*** Opening of READING TEXT ***
Description
Scientists observed Rakus pluck and chew up leaves of a medicinal plant used by people throughout Southeast Asia to treat pain and inflammation.
The adult male orangutan then used his fingers to apply the plant juices to an injury on the right cheek.
Afterward, he pressed the chewed plant to cover the open wound like a makeshift bandage, according to a new study published in Scientific Reports.
Previous research has documented several species of great apes foraging for medicines in forests to heal themselves, but scientists hadn't yet seen an animal treat itself in this way.
"This is the first time that we observed a wild great ape using a plant, a potent medical plant, in order to treat his wounds," says the report's lead author, Isabelle Laumer, a cognitive biologist at the Max Planck Institute of Animal Behaviour.
The orangutan's intriguing behaviour was recorded in 2022 by Ulil Azhari, a co-author and field researcher at the Suaq Project in Medan, Indonesia.
Photographs show the animal’s wound closed within two months without any problems.
"Orangutan males, when they are in puberty or after puberty, they disperse over a wide distances to establish a new home range in another area. And we know that Rakus was not born in the area. So, it's possible that the behaviour is actually shown in his birth population, and he might have learned it from his mother or another orangutan," Laumer.
"And we know that orangutans do social learning. So, they show peering, which is close distance observation of another, so that they sometimes come close 10 to 20 centimetres, watching another, for example, processing and opening a food, in order probably to learn the mechanism how to do it."
*** Close of READING TEXT ***
*** Opening of MATERIAL PROVIDED ***
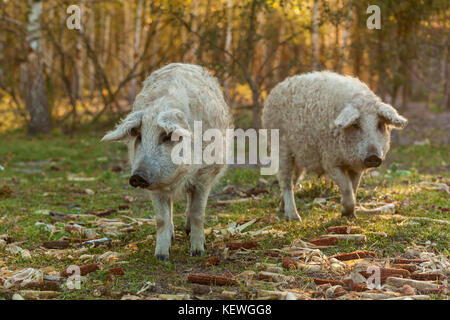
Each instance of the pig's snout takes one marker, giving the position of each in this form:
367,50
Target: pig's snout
372,161
137,180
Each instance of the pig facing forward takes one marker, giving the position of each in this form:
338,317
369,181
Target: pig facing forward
329,124
171,99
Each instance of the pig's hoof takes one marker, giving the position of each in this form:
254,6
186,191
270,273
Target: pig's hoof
350,215
197,253
292,217
162,257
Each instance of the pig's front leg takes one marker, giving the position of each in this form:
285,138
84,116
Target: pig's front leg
196,219
346,187
164,225
355,176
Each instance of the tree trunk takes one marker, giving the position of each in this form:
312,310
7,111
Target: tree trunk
191,55
228,41
345,38
445,76
91,67
315,35
35,95
279,55
137,40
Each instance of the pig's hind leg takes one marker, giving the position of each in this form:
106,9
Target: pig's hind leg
187,226
196,218
286,177
345,183
164,225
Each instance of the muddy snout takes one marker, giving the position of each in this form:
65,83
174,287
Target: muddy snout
137,180
372,161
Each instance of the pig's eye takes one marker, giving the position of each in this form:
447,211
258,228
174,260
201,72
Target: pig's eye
134,132
165,137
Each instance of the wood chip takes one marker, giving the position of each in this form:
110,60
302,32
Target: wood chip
84,270
242,245
325,241
420,285
354,255
210,279
62,244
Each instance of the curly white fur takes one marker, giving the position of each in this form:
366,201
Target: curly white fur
173,97
330,124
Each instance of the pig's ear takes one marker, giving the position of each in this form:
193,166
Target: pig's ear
172,120
390,115
347,117
125,127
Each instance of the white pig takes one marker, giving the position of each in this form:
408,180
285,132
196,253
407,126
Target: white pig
171,99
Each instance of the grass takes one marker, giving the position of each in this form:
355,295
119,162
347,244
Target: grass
26,188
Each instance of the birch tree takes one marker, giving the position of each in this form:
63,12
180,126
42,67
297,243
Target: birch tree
136,46
33,76
315,35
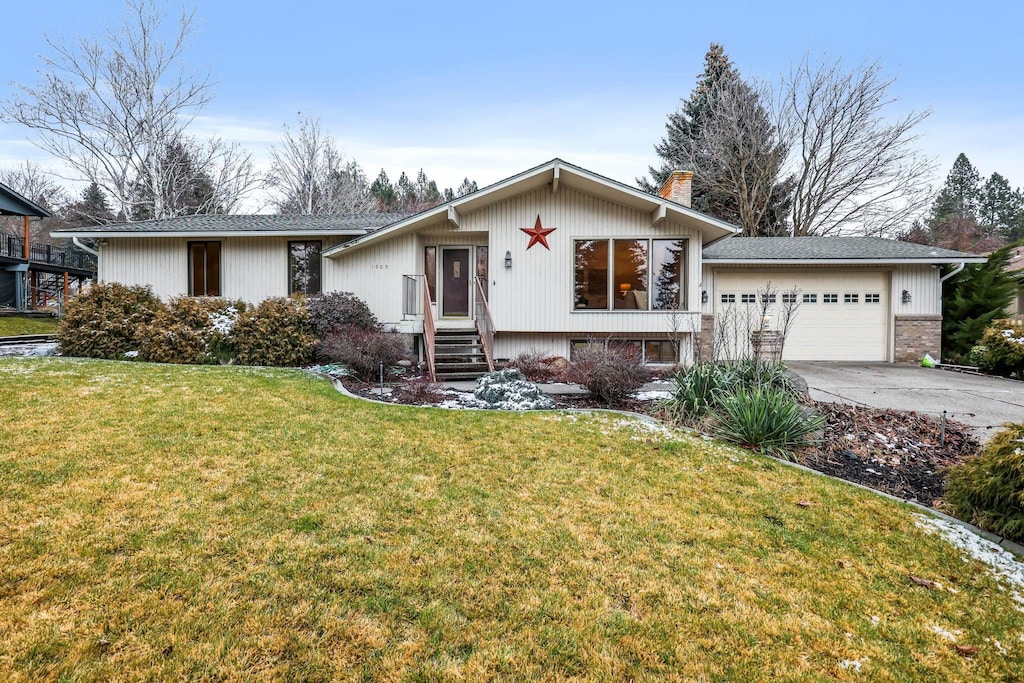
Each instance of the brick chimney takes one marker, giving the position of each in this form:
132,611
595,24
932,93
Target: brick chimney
678,187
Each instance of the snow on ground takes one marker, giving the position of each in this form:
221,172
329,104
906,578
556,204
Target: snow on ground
651,395
1000,561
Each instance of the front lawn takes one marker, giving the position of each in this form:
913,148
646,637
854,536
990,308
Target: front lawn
17,325
209,522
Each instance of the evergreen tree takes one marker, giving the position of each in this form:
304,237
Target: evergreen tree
384,191
694,141
972,299
960,195
92,208
467,187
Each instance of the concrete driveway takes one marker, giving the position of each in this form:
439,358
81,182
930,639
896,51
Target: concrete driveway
983,402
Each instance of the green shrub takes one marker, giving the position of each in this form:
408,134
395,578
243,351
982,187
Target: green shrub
700,388
510,390
988,489
609,374
105,319
1001,349
190,330
765,419
339,309
276,332
363,350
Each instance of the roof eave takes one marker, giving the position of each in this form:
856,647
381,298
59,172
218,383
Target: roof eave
712,228
843,261
204,233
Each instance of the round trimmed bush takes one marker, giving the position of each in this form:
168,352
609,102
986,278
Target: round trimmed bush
104,321
276,332
988,489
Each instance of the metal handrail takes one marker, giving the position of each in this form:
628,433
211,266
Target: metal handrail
484,325
428,332
12,246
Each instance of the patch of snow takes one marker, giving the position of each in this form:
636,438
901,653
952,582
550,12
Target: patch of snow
1001,563
651,395
948,635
*** Close of MATERIAL PROVIDED ***
ACTIVITY 1: In the orangutan text, how long did it take for Rakus's wound to close?
ACTIVITY 2: Please write out the orangutan text starting at "The adult male" and ending at "in Medan, Indonesia.".
ACTIVITY 3: Extend the orangutan text, beginning after its last sentence.

RESPONSE AREA 1: Within two months.

RESPONSE AREA 2:
The adult male orangutan then used his fingers to apply the plant juices to an injury on the right cheek.
Afterward, he pressed the chewed plant to cover the open wound like a makeshift bandage, according to a new study published in Scientific Reports.
Previous research has documented several species of great apes foraging for medicines in forests to heal themselves, but scientists hadn't yet seen an animal treat itself in this way.
"This is the first time that we observed a wild great ape using a plant, a potent medical plant, in order to treat his wounds," says the report's lead author, Isabelle Laumer, a cognitive biologist at the Max Planck Institute of Animal Behaviour.
The orangutan's intriguing behaviour was recorded in 2022 by Ulil Azhari, a co-author and field researcher at the Suaq Project in Medan, Indonesia.

RESPONSE AREA 3:
Scientists have been observing orangutans in Indonesia’s Gunung Leuser National Park since 1994, but they hadn’t previously seen this behaviour.
"This is a single observation. So, they saw one orangutan have this behaviour. So, on its own, if this was the only report on anything related to medication, you would say, well, we need more evidence. And I think we still do need more evidence," says Emory University biologist Jacobus de Roode, who was not involved in the study.
"But I think there's a few key things here that really make me convinced that it is a form of animal self-medication. And one of them is this... the orangutan really specifically applied the mixture that it made to the wound, no other body parts. It's very direct what it was doing."
Rakus was born and lived as a juvenile outside the study area.
Researchers believe the orangutan got hurt in a fight with another animal.
It's not known whether Rakus earlier treated other injuries.
Scientists have previously recorded other primates using plants to treat themselves.
Bornean orangutans rubbed themselves with juices from a medicinal plant, possibly to reduce body pains or chase away parasites.
Chimpanzees in multiple locations have been observed chewing on the shoots of bitter-tasting plants to soothe their stomachs.
Gorillas, chimpanzees, and bonobos swallow certain rough leaves whole to get rid of stomach parasites.